---------- TEXT SECTION ----------
FIG. 14(a) illustrates an area of an object having a pixel value of 180 in the sensing image. As described above, a pixel value according to speed information of the corresponding object is assigned to each pixel of the sensing image. Here, it is possible to add the texture of vertical stripes to the area having the original uniform pixel value (gradation) by generating areas in which the pixel value is halved to 90 at predetermined intervals in the horizontal direction as illustrated in FIG. 14(b).
Moreover, the texture of the stripe pattern is completed by changing an orientation of the stripe pattern according to the original pixel value (that is, before adding the texture). For example, the orientation of the stripe pattern is changed by 0.7 degrees F. or each pixel value 1 (pixel value: orientation=1:0.7°). For example, after the areas in which the pixel value is halved to 90 are generated at predetermined intervals in the horizontal direction and the texture of vertical stripes is added as illustrated in FIG. 15(a), a texture as illustrated in FIG. 15(b) can be added by changing the orientation by 0.7 degrees F. or each pixel value 1, and therefore by 126 degrees with respect to the pixel value of 180.
FIG. 16 illustrates an example in which texture information including a stripe pattern according to speed information is applied to the sensing image illustrated in FIG. 6 by the method illustrated in FIGS. 14 and 15 . It should be understood that a difference in speed can be further emphasized by adding the test information as compared with a case where speed information is expressed only by a pixel value.
Note that adding the texture of the stripe pattern is merely an example. Other textures such as dots and grids may be added according to speed information.
---------- DATA ENTRIES ----------
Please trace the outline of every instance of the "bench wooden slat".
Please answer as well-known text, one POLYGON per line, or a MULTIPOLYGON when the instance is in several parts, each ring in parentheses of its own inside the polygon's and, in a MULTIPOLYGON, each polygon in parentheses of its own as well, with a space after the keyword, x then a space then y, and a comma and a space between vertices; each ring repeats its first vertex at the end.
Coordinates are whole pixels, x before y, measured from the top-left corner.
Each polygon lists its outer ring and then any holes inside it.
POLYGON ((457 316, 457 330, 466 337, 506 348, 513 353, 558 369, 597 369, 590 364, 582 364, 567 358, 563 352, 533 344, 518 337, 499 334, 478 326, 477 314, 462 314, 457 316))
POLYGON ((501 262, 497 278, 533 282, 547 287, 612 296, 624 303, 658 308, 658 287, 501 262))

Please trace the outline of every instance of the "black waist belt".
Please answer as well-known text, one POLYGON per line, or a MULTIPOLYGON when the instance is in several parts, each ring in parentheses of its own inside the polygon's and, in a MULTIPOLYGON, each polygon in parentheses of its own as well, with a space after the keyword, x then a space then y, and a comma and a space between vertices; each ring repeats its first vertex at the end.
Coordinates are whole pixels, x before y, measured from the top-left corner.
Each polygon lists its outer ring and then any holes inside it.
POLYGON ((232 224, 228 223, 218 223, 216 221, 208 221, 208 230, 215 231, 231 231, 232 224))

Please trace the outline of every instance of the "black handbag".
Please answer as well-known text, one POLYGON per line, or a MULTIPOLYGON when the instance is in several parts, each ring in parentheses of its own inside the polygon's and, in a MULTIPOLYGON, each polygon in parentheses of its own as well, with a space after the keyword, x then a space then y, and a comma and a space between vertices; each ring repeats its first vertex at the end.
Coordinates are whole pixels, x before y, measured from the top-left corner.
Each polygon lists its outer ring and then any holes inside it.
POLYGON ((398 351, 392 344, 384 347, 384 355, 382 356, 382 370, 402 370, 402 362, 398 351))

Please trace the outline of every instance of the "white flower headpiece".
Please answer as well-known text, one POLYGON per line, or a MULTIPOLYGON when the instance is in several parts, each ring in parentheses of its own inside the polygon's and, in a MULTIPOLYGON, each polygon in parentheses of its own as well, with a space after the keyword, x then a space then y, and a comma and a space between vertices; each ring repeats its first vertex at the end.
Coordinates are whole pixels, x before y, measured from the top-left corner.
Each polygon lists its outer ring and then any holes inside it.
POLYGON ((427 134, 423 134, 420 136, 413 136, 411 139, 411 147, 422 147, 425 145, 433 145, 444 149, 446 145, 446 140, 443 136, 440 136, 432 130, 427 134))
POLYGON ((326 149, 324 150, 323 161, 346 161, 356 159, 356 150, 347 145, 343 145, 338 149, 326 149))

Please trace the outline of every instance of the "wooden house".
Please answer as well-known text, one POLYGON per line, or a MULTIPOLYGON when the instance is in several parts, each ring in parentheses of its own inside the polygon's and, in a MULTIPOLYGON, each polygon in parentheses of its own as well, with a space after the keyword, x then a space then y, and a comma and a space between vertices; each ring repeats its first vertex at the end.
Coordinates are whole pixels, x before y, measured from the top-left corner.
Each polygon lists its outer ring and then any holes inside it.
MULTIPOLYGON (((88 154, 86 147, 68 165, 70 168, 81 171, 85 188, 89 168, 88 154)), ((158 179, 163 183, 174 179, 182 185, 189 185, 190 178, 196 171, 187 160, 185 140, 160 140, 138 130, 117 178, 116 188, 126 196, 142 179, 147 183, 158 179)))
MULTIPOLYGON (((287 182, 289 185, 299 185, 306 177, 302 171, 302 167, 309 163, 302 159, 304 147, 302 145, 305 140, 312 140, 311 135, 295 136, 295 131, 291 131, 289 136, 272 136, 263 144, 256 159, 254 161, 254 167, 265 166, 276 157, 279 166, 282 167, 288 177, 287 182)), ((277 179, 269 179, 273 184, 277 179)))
----------
*TASK TO COMPLETE:*
Transcribe the passage on stripe textures between "FIG. 16 illustrates" and "a pixel value.", inclusive.

*ANSWER TO THIS PROBLEM:*
FIG. 16 illustrates an example in which texture information including a stripe pattern according to speed information is applied to the sensing image illustrated in FIG. 6 by the method illustrated in FIGS. 14 and 15 . It should be understood that a difference in speed can be further emphasized by adding the test information as compared with a case where speed information is expressed only by a pixel value.